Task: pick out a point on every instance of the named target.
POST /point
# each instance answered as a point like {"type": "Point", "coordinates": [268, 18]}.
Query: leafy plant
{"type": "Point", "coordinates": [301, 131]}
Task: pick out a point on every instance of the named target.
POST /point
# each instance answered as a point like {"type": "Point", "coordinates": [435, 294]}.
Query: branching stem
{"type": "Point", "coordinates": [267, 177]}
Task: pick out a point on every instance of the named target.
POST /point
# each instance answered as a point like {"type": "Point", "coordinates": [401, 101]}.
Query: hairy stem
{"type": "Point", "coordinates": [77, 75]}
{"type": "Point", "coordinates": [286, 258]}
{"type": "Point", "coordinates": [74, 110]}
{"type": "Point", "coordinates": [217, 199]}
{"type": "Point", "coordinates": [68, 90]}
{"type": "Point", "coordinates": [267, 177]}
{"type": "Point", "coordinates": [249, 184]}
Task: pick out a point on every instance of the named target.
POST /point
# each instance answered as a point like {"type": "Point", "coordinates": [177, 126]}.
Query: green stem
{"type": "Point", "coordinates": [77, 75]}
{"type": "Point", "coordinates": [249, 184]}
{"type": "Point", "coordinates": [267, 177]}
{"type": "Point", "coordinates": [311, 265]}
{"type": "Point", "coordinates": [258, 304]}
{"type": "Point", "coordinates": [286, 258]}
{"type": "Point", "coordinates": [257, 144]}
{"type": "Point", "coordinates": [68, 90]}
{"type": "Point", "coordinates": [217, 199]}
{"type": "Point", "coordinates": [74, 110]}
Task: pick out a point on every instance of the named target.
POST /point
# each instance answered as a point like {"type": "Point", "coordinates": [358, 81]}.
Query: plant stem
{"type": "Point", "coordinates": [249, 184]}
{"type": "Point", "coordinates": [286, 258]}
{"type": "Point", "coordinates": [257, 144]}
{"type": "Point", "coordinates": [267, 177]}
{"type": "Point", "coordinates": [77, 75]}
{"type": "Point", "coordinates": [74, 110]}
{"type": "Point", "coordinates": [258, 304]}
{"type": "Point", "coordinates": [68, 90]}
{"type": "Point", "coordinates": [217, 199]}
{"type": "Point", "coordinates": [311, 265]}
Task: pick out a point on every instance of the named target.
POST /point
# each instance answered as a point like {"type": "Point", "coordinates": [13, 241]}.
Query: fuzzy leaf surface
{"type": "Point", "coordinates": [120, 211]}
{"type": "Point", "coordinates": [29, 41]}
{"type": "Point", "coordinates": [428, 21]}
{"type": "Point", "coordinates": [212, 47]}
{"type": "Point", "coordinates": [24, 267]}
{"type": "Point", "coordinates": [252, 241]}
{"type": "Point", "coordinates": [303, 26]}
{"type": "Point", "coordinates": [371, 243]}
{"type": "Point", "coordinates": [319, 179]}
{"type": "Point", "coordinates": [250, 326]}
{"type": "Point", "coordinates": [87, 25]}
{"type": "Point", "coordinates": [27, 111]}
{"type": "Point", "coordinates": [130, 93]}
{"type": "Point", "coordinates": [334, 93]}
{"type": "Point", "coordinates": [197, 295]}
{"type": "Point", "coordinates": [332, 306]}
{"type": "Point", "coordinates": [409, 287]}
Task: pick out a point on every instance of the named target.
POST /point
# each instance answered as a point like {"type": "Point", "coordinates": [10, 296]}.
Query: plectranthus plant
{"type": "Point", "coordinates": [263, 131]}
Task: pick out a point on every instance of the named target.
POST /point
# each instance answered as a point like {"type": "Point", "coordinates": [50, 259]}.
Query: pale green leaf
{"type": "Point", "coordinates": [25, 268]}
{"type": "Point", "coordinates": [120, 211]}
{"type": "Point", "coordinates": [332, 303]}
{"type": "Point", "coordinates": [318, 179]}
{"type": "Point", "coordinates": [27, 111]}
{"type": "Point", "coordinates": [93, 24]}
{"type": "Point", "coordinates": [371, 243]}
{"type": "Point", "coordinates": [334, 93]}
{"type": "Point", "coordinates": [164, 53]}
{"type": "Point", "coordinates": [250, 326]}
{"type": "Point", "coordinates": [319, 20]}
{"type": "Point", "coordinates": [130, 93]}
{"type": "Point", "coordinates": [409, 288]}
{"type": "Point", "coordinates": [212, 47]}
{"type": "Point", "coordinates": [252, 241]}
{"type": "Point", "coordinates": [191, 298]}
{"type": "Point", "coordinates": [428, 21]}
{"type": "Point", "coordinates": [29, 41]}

+ + +

*Task objective:*
Quote the material exactly, leaving nothing out.

*Exercise result:*
Task: pick out a point on every instance of the named target.
POST /point
# each instance answered as a point like {"type": "Point", "coordinates": [268, 18]}.
Query: leafy plant
{"type": "Point", "coordinates": [301, 131]}
Task: pick out a point on every instance of the named target.
POST /point
# each instance answered as a point like {"type": "Point", "coordinates": [435, 294]}.
Query: branching stem
{"type": "Point", "coordinates": [267, 177]}
Task: pick out a point on every instance of the named target.
POST /point
# each instance answered as a point like {"type": "Point", "coordinates": [401, 101]}.
Query: hairy stem
{"type": "Point", "coordinates": [77, 75]}
{"type": "Point", "coordinates": [286, 258]}
{"type": "Point", "coordinates": [74, 110]}
{"type": "Point", "coordinates": [217, 199]}
{"type": "Point", "coordinates": [68, 90]}
{"type": "Point", "coordinates": [267, 177]}
{"type": "Point", "coordinates": [249, 184]}
Task: pick out a point on every instance of the named target.
POST /point
# each instance answered as a point like {"type": "Point", "coordinates": [177, 126]}.
Query: green stem
{"type": "Point", "coordinates": [77, 75]}
{"type": "Point", "coordinates": [249, 184]}
{"type": "Point", "coordinates": [267, 177]}
{"type": "Point", "coordinates": [311, 265]}
{"type": "Point", "coordinates": [258, 304]}
{"type": "Point", "coordinates": [286, 258]}
{"type": "Point", "coordinates": [257, 144]}
{"type": "Point", "coordinates": [68, 90]}
{"type": "Point", "coordinates": [217, 199]}
{"type": "Point", "coordinates": [74, 110]}
Task: pick out a point on every instance of the named target.
POST /point
# each instance answered as a point like {"type": "Point", "coordinates": [358, 81]}.
Query: plant stem
{"type": "Point", "coordinates": [249, 184]}
{"type": "Point", "coordinates": [286, 258]}
{"type": "Point", "coordinates": [257, 144]}
{"type": "Point", "coordinates": [267, 177]}
{"type": "Point", "coordinates": [77, 75]}
{"type": "Point", "coordinates": [74, 110]}
{"type": "Point", "coordinates": [258, 304]}
{"type": "Point", "coordinates": [68, 90]}
{"type": "Point", "coordinates": [217, 199]}
{"type": "Point", "coordinates": [311, 265]}
Task: pick out a point on every instance of the named target.
POST /point
# each instance answered as a point like {"type": "Point", "coordinates": [13, 241]}.
Query: fuzzy leaf surface
{"type": "Point", "coordinates": [120, 211]}
{"type": "Point", "coordinates": [29, 41]}
{"type": "Point", "coordinates": [428, 21]}
{"type": "Point", "coordinates": [212, 47]}
{"type": "Point", "coordinates": [24, 267]}
{"type": "Point", "coordinates": [252, 241]}
{"type": "Point", "coordinates": [303, 26]}
{"type": "Point", "coordinates": [371, 243]}
{"type": "Point", "coordinates": [319, 179]}
{"type": "Point", "coordinates": [250, 326]}
{"type": "Point", "coordinates": [87, 25]}
{"type": "Point", "coordinates": [27, 111]}
{"type": "Point", "coordinates": [130, 93]}
{"type": "Point", "coordinates": [334, 93]}
{"type": "Point", "coordinates": [197, 295]}
{"type": "Point", "coordinates": [332, 306]}
{"type": "Point", "coordinates": [409, 287]}
Task: pick out a point on every instance of the named target.
POST /point
# each instance answered as a point like {"type": "Point", "coordinates": [10, 296]}.
Query: plectranthus plant
{"type": "Point", "coordinates": [263, 131]}
Task: pick out a point on every instance of the named target.
POST /point
# each instance answered as a point like {"type": "Point", "coordinates": [50, 259]}.
Query: pale green leaf
{"type": "Point", "coordinates": [25, 268]}
{"type": "Point", "coordinates": [120, 211]}
{"type": "Point", "coordinates": [332, 303]}
{"type": "Point", "coordinates": [318, 179]}
{"type": "Point", "coordinates": [27, 111]}
{"type": "Point", "coordinates": [93, 24]}
{"type": "Point", "coordinates": [371, 243]}
{"type": "Point", "coordinates": [334, 93]}
{"type": "Point", "coordinates": [164, 53]}
{"type": "Point", "coordinates": [250, 326]}
{"type": "Point", "coordinates": [319, 20]}
{"type": "Point", "coordinates": [130, 93]}
{"type": "Point", "coordinates": [409, 288]}
{"type": "Point", "coordinates": [212, 47]}
{"type": "Point", "coordinates": [252, 241]}
{"type": "Point", "coordinates": [191, 298]}
{"type": "Point", "coordinates": [428, 21]}
{"type": "Point", "coordinates": [29, 41]}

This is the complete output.